>> Start Entries shown
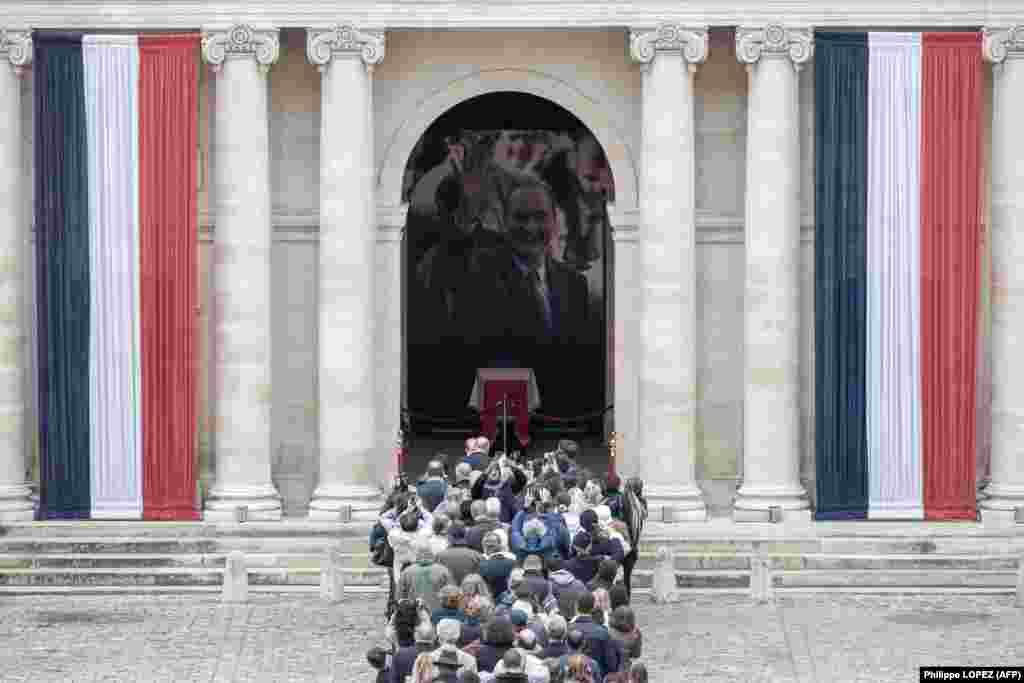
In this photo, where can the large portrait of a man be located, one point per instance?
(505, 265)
>> End Entries shown
>> Start Entries shown
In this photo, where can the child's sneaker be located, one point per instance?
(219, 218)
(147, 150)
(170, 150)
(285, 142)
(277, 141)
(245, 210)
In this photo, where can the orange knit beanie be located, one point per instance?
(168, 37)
>> End Entries shown
>> Start Entries shown
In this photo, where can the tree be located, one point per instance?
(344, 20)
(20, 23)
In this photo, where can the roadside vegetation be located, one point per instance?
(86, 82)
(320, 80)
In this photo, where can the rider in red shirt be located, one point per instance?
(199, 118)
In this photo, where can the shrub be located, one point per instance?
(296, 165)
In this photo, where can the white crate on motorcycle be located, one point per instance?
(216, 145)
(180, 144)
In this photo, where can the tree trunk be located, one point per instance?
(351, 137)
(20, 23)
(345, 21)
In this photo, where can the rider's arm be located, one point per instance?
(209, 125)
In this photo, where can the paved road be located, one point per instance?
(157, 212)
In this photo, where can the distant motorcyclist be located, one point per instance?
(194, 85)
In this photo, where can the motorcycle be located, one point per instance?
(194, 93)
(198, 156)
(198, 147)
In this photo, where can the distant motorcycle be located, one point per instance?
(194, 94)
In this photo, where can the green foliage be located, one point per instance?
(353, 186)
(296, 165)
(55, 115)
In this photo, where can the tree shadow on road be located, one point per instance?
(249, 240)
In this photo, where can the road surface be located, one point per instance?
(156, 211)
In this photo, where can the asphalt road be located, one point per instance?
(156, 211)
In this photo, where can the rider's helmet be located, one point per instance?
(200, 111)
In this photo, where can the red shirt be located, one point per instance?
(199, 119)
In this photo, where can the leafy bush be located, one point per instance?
>> End Entries shown
# [Instructions to follow]
Starting with the line that contains "In this photo, where can the white" and going on through the line that contains "In this photo, where can the leafy", with both of those lines included, present the lines of the entries as a Markdown table. Use a "No." column for the row number and a "Line" column for the line itself, and leave out any blank lines.

# [Solved exercise]
| No. | Line |
|---|---|
| 1 | In this photo, where can the white crate on motorcycle be located, one point per instance? |
| 2 | (216, 145) |
| 3 | (180, 144) |
| 4 | In this photo, where can the tree trunk be located, one point per instance? |
| 5 | (351, 137) |
| 6 | (20, 23) |
| 7 | (345, 21) |
| 8 | In this photo, where can the rider's arm be located, one point per instance? |
| 9 | (209, 125) |
| 10 | In this photo, where can the paved road be located, one point per instance? |
| 11 | (157, 212) |
| 12 | In this photo, where can the distant motorcyclist be located, one point per instance? |
| 13 | (194, 85) |
| 14 | In this photo, where can the motorcycle be located, one point per instance? |
| 15 | (194, 93) |
| 16 | (198, 156) |
| 17 | (198, 147) |
| 18 | In this photo, where can the distant motorcycle be located, one point per instance? |
| 19 | (194, 94) |
| 20 | In this photo, where can the green foliage be located, one point per instance? |
| 21 | (353, 186) |
| 22 | (296, 165) |
| 23 | (55, 115) |
| 24 | In this photo, where can the tree shadow on road be located, one point per instance? |
| 25 | (249, 240) |
| 26 | In this photo, where can the road surface be located, one point per instance? |
| 27 | (156, 211) |
| 28 | In this photo, where can the asphalt road be located, one point per instance? |
| 29 | (156, 211) |
| 30 | In this photo, where can the rider's helmet be located, one point per instance? |
| 31 | (200, 111) |
| 32 | In this photo, where can the red shirt be located, one point per instance? |
| 33 | (199, 119) |
| 34 | In this photo, where can the leafy bush be located, one point per instance? |